Brano del documento:
------------------------------------

Il presidenzialismo è nel carattere e nella natura di Berlusconi. Viceversa non lo è affatto il ritmo lento di un'azione di governo faticosa e quotidiana, costretta sul sentiero degli equilibri istituzionali. Anche per questo da ieri l'Italia è entrata in una crisi senza precedenti, da cui non sarà facile uscire. Il ruolo supremo di garanzia al di sopra delle parti, che è l'essenza della presidenza della Repubblica secondo l'attuale Costituzione, è stato scalfito e forse compromesso. A sostegno di Giorgio Napolitano c'è l'opposizione di centrosinistra, i radicali, l'estrema sinistra: nonché, ed è molto significativo, il presidente della Camera Fini. Dietro al presidente del Consiglio c'è la maggioranza, l'Udc di Casini, il Vaticano . Schieramenti inediti per una brutta storia dai contorni opachi, di cui non si conosce l'esito.

REPUBBLICA
Caso Englaro, un Paese oltre la politica
La maggioranza è con Napolitano

7 febbraio 2009
Il sondaggio di Ipr Marketing per Repubblica.it mostra che la gente ha idee molto chiare sulla vicenda e condivide la scelta della famiglia.
Sul conflitto Quirinale-Governo, la percentuale favorevole a Berlusconi è del 30%


ROMA - Lasciare andare Eluana Englaro, farla finita con l'uso politico della sua vicenda e piena ragione al Presidente della Repubblica Giorgio Napolitano nel conflitto istituzionale con il governo Berlusconi.

Sono i risultati del sondaggio in tempo reale di Ipr Marketing per Repubblica. it, condotto ieri sera con il sistema del "Panel telematico tempo reale" interrogando mille persone disaggregate per sesso, età ed area di residenza.

Ne esce un Paese con le idee piuttosto chiare su questa vicenda. Un Paese come sempre più avanti della politica e, in questo caso, anche delle posizioni espresse dalle gerarchie vaticane. I risultati, tra l'altro, non mostrano grandi differenze anche se si guarda alle preferenze politiche degli intervistati. Una trasversalità, dunque, che sembra corrispondere a un'opinione tanto salda quanto diffusa.

------------------------------------

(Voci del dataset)
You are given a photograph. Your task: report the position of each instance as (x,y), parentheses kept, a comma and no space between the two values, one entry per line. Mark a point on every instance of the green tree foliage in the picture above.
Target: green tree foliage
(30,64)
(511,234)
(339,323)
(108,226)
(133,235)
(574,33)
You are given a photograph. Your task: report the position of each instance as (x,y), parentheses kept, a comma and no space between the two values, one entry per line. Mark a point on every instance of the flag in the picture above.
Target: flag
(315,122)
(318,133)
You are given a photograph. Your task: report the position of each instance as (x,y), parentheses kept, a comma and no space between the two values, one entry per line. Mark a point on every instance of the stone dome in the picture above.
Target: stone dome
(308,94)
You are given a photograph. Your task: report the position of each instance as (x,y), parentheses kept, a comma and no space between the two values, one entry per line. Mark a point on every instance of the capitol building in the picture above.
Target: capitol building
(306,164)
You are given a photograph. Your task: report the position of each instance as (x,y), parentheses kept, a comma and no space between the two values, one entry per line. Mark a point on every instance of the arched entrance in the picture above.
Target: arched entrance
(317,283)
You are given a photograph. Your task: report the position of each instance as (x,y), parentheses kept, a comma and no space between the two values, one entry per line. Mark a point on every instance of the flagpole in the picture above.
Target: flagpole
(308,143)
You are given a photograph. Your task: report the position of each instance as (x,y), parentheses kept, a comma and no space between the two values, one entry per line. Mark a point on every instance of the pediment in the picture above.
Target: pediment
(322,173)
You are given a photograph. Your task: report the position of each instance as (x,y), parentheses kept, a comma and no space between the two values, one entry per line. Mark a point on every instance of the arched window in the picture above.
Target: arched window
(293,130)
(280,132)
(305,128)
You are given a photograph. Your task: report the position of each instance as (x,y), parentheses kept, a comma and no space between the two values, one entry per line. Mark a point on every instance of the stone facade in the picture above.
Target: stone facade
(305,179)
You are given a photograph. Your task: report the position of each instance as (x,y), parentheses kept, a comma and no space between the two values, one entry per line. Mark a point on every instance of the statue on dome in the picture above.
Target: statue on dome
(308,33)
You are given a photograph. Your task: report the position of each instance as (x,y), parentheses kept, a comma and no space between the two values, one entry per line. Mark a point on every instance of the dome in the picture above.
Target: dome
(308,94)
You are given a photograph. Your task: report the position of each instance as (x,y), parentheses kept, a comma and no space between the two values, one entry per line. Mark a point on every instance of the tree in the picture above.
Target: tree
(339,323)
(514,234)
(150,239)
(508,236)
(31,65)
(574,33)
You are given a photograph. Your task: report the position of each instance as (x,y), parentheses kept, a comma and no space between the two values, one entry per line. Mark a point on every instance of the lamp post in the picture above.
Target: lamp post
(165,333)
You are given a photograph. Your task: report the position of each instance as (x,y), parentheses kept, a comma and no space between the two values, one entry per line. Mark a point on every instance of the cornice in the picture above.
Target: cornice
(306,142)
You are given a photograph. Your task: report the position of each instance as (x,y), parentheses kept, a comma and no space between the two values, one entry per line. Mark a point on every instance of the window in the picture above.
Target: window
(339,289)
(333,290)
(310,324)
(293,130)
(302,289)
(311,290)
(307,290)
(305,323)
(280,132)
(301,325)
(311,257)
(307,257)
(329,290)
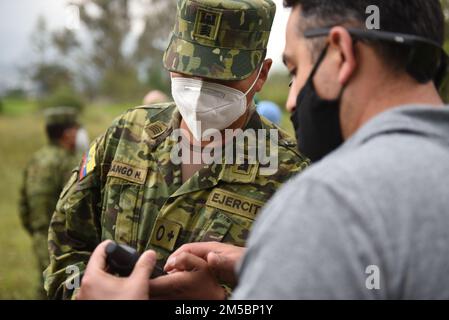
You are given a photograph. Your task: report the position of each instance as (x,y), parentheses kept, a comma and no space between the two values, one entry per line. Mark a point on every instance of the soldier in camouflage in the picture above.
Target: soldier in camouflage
(44,178)
(129,190)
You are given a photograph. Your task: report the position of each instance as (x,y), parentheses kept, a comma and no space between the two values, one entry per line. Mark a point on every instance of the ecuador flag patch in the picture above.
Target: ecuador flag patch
(88,163)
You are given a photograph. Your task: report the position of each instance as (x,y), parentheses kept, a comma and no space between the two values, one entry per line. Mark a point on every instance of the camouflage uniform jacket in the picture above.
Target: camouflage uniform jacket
(44,178)
(129,190)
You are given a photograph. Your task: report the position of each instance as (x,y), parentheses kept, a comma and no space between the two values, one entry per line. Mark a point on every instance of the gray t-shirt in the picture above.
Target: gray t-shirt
(375,213)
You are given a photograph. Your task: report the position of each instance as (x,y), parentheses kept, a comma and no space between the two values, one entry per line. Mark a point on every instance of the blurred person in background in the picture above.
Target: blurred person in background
(130,190)
(370,219)
(45,176)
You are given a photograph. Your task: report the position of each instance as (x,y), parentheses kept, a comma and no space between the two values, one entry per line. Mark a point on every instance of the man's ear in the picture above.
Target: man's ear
(263,75)
(342,41)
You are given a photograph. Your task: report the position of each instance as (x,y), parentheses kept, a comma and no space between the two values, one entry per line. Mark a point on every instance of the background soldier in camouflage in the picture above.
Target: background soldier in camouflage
(44,178)
(129,190)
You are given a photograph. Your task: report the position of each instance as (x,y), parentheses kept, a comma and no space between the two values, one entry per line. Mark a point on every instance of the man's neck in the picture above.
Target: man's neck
(390,97)
(240,123)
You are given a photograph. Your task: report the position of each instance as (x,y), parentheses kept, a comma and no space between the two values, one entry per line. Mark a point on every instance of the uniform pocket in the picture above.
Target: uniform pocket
(121,210)
(217,229)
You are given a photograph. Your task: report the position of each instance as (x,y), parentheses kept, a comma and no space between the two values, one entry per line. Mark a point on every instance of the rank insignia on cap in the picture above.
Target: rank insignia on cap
(88,164)
(207,24)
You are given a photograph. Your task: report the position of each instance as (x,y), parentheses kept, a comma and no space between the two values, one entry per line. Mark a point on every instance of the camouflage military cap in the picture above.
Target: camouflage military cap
(61,116)
(220,39)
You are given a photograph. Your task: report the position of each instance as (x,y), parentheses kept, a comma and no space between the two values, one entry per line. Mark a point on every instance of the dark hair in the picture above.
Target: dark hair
(56,131)
(424,18)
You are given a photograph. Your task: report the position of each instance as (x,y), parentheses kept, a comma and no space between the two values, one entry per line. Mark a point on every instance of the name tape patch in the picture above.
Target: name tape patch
(234,203)
(128,172)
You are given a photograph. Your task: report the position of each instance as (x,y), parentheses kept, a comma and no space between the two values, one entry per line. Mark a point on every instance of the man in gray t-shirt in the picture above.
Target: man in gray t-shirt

------------------------------------

Esercizi:
[A] Riscrivi fedelmente il passo del testo sul caso Englaro che comincia con "Sono i risultati" e prosegue fino a "salda quanto diffusa.".
[B] Prosegui il testo sul caso Englaro dal punto in cui si interrompe.
Per svolgere il lavoro non serve consultare l'elenco.

Soluzioni:
[A]
Sono i risultati del sondaggio in tempo reale di Ipr Marketing per Repubblica. it, condotto ieri sera con il sistema del "Panel telematico tempo reale" interrogando mille persone disaggregate per sesso, età ed area di residenza.

Ne esce un Paese con le idee piuttosto chiare su questa vicenda. Un Paese come sempre più avanti della politica e, in questo caso, anche delle posizioni espresse dalle gerarchie vaticane. I risultati, tra l'altro, non mostrano grandi differenze anche se si guarda alle preferenze politiche degli intervistati. Una trasversalità, dunque, che sembra corrispondere a un'opinione tanto salda quanto diffusa.

[B]
Alimentazione e idratazione. Le prime due domande riguardano esplicitamente il caso di Eluana. Il 61% è favorevole a interrompere alimentazione e idratazione della ragazza in coma da 17 anni; solo il 26% esprime contrarietà, il 13% non ha un'opinione in merito a testimonianza che anche il dubbio ha un suo spazio in questa drammatica vicenda. Dal punto di vista politico, non c'è praticamente differenza: gli elettori di centrodestra e quelli di centrosinistra sono favorevoli all'interruzione in percentuali pressoché identiche (62% e 63%). Risultati identici per quanto riguarda il concetto di "terapia medica" riferibile o meno all'alimentazione e all'idratazione di una persona nelle condizioni di Eluana. Per il 61%, in questo caso, si tratta di terapie mediche che, quindi, possono essere sospese. Il 27% la pensa diversamente e il 12% non ha opinione.

Testamento biologico. Sul testamento biologico, inteso come la possibilità di una persona di indicare in vita i limiti delle cure che s'intende ricevere in casi estremi, la maggioranza è addirittura schiacciante: l'84 per cento è a favore di un provvedimento in materia, appena il 7% è contrario e il 9% non ha opinione.

La politica e il conflitto Quirinale-Palazzo Chigi. La maggioranza degli intervistati condivide la scelta del capo dello Stato di non firmare il decreto e ritiene "non opportuna" la decisione di Berlusconi di intervenire con un decreto d'urgenza. Più in generale, il 50% del campione ritiene addirittura che sulla questione non si doveva intervenire per legge e che, semmai (27%) l'intervento spettava al Parlamento. Solo il 15% ritiene legittimo l'intervento d'urgenza dell'esecutivo. L'8% non ha opinione.

Più nel merito, il decreto d'urgenza di Berlusconi viene ritenuto "non opportuno" dal 56% del campione e "opportuno" dal 32%, mentre il 12% non ha opinione.

A una domanda esplicita sul conflitto istituzionale, il 55% condivide la scelta di Napolitano di non controfirmare il decreto e il 29% non la condivide. Il 16% non sceglie.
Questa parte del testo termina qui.